[Position identification records]
[start]
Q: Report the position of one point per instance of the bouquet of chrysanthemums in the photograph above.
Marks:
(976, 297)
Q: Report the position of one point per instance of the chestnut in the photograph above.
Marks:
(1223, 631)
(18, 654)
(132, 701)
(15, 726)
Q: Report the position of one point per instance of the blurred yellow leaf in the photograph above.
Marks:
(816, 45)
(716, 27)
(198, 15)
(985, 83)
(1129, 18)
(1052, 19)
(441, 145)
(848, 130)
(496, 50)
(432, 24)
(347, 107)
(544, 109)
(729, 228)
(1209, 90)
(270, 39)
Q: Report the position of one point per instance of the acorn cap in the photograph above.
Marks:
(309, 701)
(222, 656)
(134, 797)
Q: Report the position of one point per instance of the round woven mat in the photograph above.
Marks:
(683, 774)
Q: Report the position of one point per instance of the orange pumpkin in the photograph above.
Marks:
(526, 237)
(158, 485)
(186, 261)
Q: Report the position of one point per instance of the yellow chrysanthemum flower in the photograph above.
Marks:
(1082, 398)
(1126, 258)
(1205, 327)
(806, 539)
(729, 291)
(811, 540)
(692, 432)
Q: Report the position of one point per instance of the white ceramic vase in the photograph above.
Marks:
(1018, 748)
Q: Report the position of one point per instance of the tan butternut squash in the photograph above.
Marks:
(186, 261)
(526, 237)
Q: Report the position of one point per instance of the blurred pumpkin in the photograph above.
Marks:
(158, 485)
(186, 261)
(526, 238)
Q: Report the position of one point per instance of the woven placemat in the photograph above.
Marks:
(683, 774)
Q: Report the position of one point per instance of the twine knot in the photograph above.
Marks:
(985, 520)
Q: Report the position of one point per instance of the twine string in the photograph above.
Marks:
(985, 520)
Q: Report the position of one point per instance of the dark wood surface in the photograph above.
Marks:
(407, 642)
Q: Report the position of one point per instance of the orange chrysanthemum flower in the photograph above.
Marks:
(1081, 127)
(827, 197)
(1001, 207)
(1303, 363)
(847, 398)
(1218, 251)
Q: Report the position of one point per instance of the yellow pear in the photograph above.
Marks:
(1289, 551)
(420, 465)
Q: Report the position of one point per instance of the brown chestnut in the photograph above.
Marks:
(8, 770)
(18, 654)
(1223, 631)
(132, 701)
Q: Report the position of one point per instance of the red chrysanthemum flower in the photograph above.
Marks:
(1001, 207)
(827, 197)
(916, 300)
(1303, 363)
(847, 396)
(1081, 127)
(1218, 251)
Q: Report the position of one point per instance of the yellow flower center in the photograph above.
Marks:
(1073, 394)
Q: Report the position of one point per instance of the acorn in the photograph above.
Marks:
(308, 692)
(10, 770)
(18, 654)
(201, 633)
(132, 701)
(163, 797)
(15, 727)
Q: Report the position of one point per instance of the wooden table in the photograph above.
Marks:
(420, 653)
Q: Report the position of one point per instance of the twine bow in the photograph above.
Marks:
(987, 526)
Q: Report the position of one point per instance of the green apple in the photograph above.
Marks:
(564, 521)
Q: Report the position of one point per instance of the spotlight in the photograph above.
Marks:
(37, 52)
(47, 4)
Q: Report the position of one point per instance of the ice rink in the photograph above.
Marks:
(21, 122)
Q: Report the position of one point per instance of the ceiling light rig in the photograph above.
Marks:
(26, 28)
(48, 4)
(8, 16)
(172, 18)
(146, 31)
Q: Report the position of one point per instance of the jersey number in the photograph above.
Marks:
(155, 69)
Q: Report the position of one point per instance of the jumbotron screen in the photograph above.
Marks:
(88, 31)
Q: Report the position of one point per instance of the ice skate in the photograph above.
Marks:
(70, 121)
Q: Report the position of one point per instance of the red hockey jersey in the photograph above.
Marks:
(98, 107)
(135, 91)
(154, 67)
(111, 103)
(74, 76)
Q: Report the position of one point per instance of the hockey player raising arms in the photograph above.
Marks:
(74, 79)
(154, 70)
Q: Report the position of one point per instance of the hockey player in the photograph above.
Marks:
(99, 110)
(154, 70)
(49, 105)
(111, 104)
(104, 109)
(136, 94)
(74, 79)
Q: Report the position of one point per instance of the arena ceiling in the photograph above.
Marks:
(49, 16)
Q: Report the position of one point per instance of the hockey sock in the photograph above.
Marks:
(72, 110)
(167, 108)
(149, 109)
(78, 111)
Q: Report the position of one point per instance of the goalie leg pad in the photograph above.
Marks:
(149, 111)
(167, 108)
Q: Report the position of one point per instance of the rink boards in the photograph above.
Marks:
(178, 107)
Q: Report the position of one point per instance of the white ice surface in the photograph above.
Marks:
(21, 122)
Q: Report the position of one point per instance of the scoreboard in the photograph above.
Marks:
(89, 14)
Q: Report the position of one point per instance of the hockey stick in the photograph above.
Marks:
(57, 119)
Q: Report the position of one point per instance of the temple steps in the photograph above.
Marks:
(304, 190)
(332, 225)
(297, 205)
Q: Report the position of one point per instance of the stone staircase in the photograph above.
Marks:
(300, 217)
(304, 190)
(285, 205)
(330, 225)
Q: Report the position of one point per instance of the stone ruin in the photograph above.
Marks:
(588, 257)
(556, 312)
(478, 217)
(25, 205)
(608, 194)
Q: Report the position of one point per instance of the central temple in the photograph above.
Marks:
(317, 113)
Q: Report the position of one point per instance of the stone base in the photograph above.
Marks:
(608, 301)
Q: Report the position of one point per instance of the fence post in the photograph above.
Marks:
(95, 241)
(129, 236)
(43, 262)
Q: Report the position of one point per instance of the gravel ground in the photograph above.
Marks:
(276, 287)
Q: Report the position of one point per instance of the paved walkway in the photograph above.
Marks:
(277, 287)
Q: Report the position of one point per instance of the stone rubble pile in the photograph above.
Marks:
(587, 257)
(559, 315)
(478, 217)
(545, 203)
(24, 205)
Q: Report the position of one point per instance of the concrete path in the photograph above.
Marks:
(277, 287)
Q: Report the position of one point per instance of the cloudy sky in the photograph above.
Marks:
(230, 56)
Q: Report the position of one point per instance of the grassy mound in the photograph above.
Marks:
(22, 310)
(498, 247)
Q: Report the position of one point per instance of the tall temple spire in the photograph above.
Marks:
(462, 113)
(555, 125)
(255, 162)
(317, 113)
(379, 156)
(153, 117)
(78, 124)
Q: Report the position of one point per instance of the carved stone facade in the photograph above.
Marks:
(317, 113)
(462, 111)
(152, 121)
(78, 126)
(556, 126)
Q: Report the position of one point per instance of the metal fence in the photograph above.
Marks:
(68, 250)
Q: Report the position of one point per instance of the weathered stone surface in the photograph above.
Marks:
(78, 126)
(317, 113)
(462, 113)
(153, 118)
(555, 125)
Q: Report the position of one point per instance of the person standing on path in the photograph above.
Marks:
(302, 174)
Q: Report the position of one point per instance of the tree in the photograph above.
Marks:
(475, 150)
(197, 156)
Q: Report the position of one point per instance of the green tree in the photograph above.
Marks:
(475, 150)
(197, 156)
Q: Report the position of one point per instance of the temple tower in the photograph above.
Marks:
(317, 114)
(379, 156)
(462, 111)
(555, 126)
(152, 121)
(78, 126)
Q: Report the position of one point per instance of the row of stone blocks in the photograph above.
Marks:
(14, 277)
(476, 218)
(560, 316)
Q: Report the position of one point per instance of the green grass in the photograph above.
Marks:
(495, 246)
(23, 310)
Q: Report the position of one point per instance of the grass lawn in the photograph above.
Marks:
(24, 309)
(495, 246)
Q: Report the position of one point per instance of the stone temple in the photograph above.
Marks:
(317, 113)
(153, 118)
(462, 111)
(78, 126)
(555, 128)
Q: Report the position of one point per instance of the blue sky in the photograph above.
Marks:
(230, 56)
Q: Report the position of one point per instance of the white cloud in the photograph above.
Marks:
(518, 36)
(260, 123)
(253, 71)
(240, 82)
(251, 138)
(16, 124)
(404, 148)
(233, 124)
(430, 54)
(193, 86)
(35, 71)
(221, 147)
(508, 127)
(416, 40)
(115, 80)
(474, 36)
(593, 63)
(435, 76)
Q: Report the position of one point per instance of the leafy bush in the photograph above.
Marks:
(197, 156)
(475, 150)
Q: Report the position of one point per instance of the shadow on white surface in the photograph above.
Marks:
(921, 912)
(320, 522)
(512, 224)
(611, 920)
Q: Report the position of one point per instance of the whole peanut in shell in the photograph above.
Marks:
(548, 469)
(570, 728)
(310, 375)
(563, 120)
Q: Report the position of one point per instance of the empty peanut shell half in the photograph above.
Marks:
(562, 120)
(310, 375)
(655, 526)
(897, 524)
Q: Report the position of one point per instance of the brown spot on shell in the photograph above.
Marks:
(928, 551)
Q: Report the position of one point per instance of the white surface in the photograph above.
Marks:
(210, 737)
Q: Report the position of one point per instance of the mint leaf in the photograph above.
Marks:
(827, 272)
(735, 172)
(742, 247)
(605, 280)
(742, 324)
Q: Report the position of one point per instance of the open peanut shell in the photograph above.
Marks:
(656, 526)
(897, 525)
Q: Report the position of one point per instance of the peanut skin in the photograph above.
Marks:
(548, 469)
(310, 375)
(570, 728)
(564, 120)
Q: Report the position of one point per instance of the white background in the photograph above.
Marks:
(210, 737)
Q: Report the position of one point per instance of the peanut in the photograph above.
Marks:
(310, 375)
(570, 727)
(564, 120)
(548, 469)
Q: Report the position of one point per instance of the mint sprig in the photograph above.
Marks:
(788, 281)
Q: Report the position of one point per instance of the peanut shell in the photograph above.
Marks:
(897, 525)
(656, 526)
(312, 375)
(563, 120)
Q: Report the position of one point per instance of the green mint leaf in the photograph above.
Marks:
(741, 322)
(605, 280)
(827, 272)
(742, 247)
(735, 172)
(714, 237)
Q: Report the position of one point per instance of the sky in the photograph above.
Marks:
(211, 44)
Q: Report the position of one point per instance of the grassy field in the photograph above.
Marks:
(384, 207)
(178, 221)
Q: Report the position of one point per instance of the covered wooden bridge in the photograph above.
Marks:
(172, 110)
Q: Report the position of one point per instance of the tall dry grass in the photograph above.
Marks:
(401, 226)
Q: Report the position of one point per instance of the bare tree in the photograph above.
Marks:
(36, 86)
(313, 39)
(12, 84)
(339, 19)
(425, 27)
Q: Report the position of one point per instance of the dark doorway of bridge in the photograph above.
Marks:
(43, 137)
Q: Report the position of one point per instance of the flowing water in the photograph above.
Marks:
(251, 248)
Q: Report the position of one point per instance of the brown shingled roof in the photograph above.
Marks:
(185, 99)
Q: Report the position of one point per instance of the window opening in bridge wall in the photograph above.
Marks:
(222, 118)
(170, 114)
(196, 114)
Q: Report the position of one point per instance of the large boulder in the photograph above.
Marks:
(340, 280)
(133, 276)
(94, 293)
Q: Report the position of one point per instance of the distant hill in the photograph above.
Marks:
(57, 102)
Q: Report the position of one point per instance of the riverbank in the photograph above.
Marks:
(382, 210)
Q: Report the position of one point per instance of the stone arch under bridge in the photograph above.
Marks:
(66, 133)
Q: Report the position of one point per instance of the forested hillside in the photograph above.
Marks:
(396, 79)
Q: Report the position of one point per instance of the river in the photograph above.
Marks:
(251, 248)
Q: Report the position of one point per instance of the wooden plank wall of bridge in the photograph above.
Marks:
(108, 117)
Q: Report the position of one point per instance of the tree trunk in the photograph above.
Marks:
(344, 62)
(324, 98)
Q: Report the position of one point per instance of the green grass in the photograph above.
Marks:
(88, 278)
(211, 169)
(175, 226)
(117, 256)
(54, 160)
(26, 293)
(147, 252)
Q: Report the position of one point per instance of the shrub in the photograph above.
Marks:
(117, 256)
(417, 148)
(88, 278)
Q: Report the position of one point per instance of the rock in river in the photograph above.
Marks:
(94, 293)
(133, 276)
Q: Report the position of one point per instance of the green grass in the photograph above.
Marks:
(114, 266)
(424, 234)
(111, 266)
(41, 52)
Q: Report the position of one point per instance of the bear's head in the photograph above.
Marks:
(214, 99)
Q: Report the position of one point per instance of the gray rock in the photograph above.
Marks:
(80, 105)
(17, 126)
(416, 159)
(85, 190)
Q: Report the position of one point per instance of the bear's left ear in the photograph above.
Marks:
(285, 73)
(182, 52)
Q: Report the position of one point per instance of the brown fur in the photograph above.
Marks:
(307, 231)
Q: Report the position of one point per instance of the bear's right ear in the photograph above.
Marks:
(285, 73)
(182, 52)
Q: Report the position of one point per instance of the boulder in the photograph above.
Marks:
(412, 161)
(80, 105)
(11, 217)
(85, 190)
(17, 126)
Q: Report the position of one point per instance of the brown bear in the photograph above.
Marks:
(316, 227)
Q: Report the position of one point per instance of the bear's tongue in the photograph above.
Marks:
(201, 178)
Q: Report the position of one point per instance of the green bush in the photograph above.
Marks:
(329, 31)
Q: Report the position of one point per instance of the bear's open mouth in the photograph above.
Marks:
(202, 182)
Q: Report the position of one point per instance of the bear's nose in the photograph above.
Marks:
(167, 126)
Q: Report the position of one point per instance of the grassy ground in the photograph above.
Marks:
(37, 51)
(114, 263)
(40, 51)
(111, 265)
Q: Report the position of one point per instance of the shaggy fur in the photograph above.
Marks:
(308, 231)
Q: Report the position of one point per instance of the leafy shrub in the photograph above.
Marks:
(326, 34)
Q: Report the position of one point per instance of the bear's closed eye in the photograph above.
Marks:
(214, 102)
[end]
REQUIRED WORK:
Repeat only the lines running from the line that contains "right ear in the photograph above." through the last line above, inclusive.

COMPLETED TASK:
Q: Report the position of one point per instance of the bear's right ear in the photograph above.
Marks:
(285, 73)
(182, 52)
Q: Report the position of one point per instance of the boulder in the photograph above.
Marks:
(412, 161)
(80, 105)
(11, 217)
(85, 190)
(17, 126)
Q: Report the position of one point per instance of the brown bear in the photograph above.
Marks:
(316, 227)
Q: Report the position of one point per instance of the bear's tongue in the photograph above.
Marks:
(201, 178)
Q: Report the position of one point per instance of the green bush in the photograph above.
Marks:
(329, 31)
Q: Report the position of one point per instance of the bear's open mouth in the photograph above.
Marks:
(202, 182)
Q: Report the position of one point per instance of the bear's nose in the photograph above.
Marks:
(167, 126)
Q: Report the position of one point per instance of the grassy ground in the photograph above.
Marks:
(37, 51)
(114, 263)
(40, 51)
(111, 265)
Q: Report the position of one point per instance of the shaggy fur in the photograph above.
Marks:
(308, 231)
Q: Report the position of one point per instance of the leafy shrub in the photograph above.
Marks:
(326, 34)
Q: Report the position of one point per instance of the bear's closed eye in the photograph above.
Marks:
(214, 102)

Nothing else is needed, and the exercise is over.